- TASK: Please return all of the records verbatim, with the pictures omitted.

Items from a data source:

=== Begin Enclosure ===

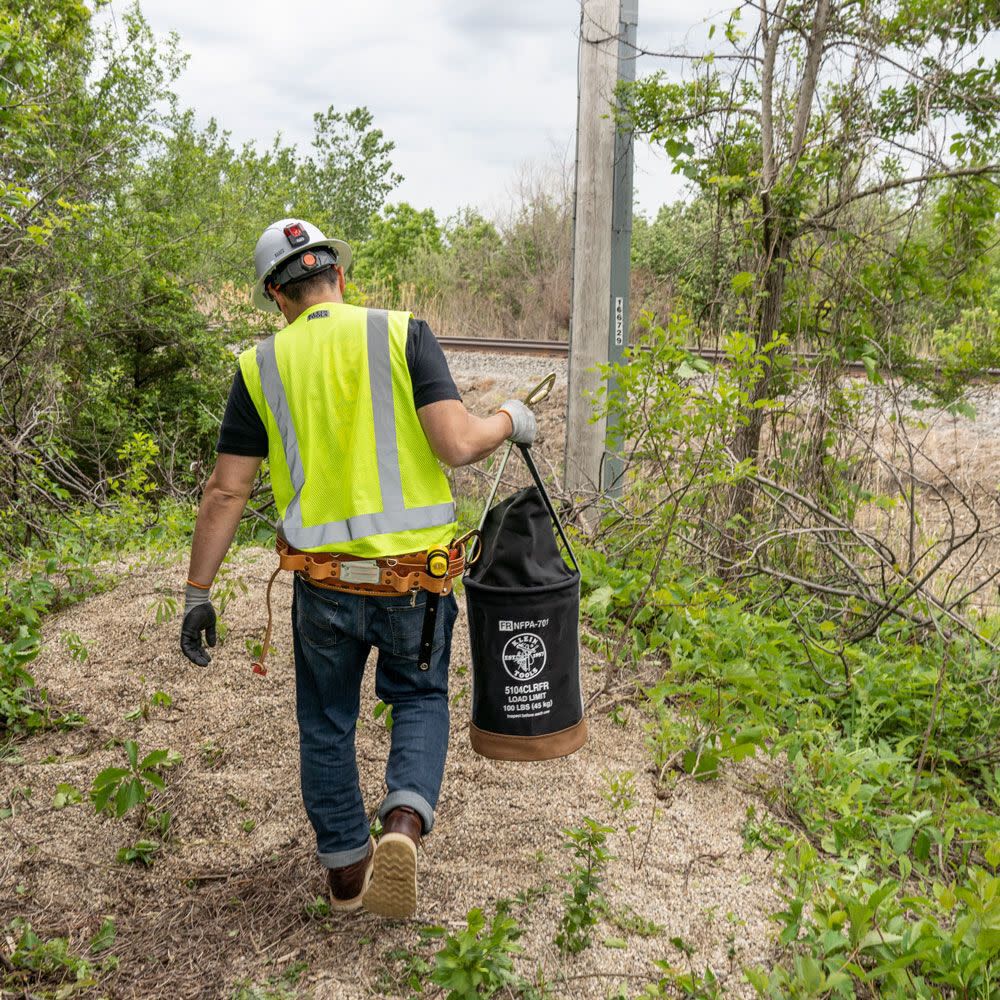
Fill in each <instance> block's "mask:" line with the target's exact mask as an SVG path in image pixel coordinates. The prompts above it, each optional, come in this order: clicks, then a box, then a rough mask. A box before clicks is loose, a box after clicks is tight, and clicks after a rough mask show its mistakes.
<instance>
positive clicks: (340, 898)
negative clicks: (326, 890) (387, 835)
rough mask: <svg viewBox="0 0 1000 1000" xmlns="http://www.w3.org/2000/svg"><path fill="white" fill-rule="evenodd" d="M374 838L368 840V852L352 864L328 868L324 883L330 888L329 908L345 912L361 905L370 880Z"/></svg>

=== End Enclosure ===

- ANSWER SPACE:
Fill in each <instance> block's "mask:" line with the target's exact mask as an SVG path in image pixel coordinates. The prompts above it, each optional, come in this order: clicks, then a box, then a rough mask. A box before clicks is loose, a box after clicks is tight, and clicks after a rough mask show its mistakes.
<instance>
positive clicks: (340, 898)
negative clicks: (326, 890) (387, 835)
rough mask: <svg viewBox="0 0 1000 1000" xmlns="http://www.w3.org/2000/svg"><path fill="white" fill-rule="evenodd" d="M374 838L368 840V852L352 864L328 868L324 883L330 888L329 908L345 912L361 905L370 880Z"/></svg>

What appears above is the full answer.